Um ano e 6 meses depois, herdeiro de afiliada da Globo que atropelou três e matou um segue livre e caso sem solução

Atualizado em 27 de fevereiro de 2019 às 16:50
Sérgio Orlandini Sirotsky

POR RENAN ANTUNES DE OLIVEIRA, de Florianópolis 

Tudo pronto para o julgamento do ano em Floripa – ou do ano que vem, ou do próximo – dependendo se e quando o juiz Renato Mastella, da Vara do Tribunal do Júri, levar ao banco dos réus Sérgio Orlandini Sirotsky, 22, um dos herdeiros do poderoso grupo de jornais e TVs RBS, afiliada da Rede Globo no Sul.

Conforme a denúncia do Ministério Público de SC, Sirotsky, bêbado e drogado, dirigindo um carro em alta velocidade, atropelou três pessoas no acostamento da rodovia SC402, matando uma.

O crime do qual ele é acusado aconteceu na madrugada de 6 de agosto de 2017.

O promotor Andrey Amorim remeteu o caso concluso para a Vara do Júri como sendo “crime de dolo eventual”, como adiante veremos, em 6 de outubro de 2018.

◆ TAREFAS
a - Retorne um trecho da matéria sobre o atropelamento na rodovia SC402, a começar pelas palavras que contêm "Tudo pronto para" e a terminar após "outubro de 2018.".
b - Segundo a matéria sobre o atropelamento na rodovia SC402, em que data e período do dia ocorreu o crime de que Sérgio Orlandini Sirotsky é acusado?

◆ SEÇÃO DE DADOS

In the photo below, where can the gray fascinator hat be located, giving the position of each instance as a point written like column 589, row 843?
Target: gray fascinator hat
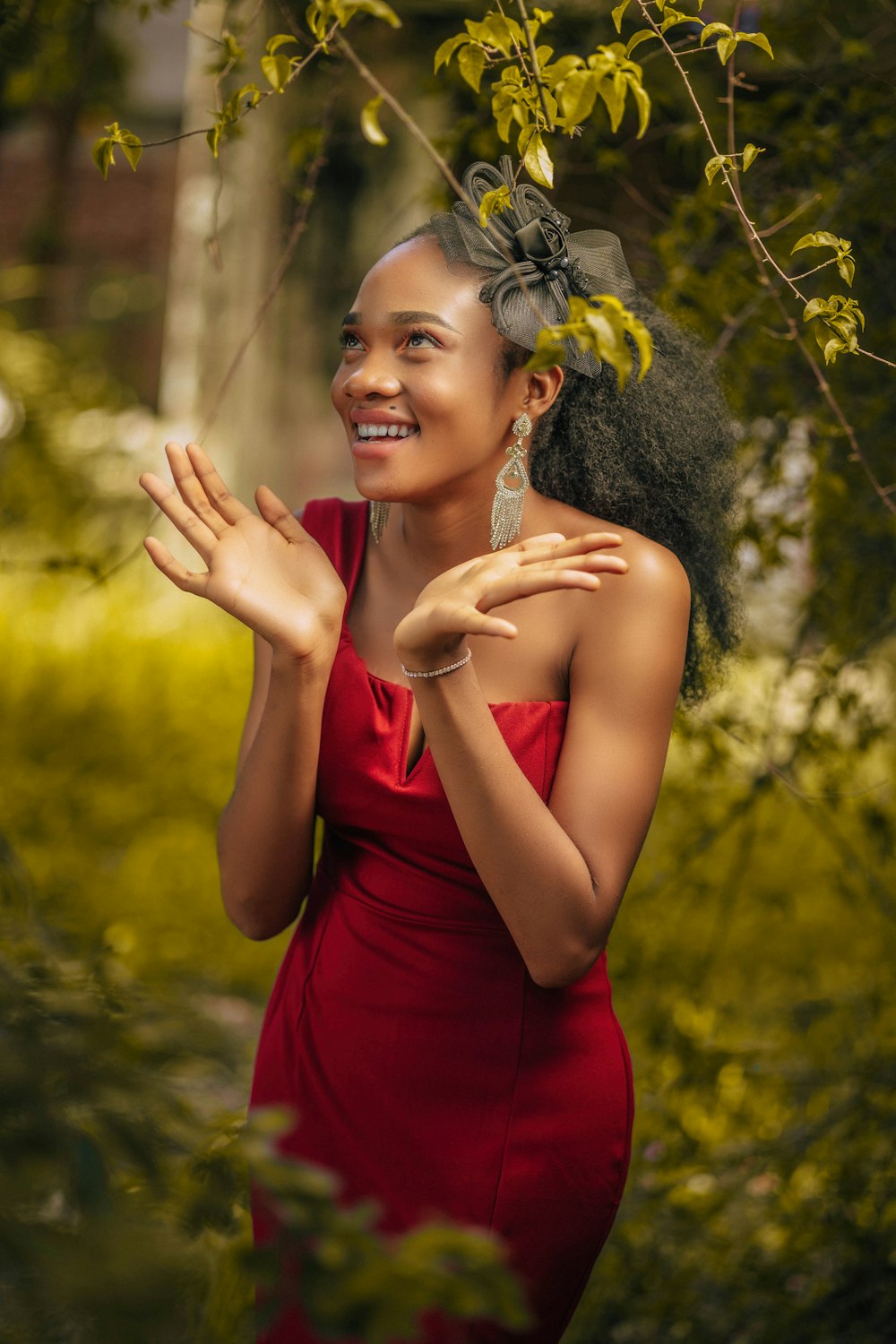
column 536, row 261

◆ SOLUÇÕES POR TAREFA
a -
Tudo pronto para o julgamento do ano em Floripa – ou do ano que vem, ou do próximo – dependendo se e quando o juiz Renato Mastella, da Vara do Tribunal do Júri, levar ao banco dos réus Sérgio Orlandini Sirotsky, 22, um dos herdeiros do poderoso grupo de jornais e TVs RBS, afiliada da Rede Globo no Sul.

Conforme a denúncia do Ministério Público de SC, Sirotsky, bêbado e drogado, dirigindo um carro em alta velocidade, atropelou três pessoas no acostamento da rodovia SC402, matando uma.

O crime do qual ele é acusado aconteceu na madrugada de 6 de agosto de 2017.

O promotor Andrey Amorim remeteu o caso concluso para a Vara do Júri como sendo “crime de dolo eventual”, como adiante veremos, em 6 de outubro de 2018.

b - Na madrugada de 6 de agosto de 2017.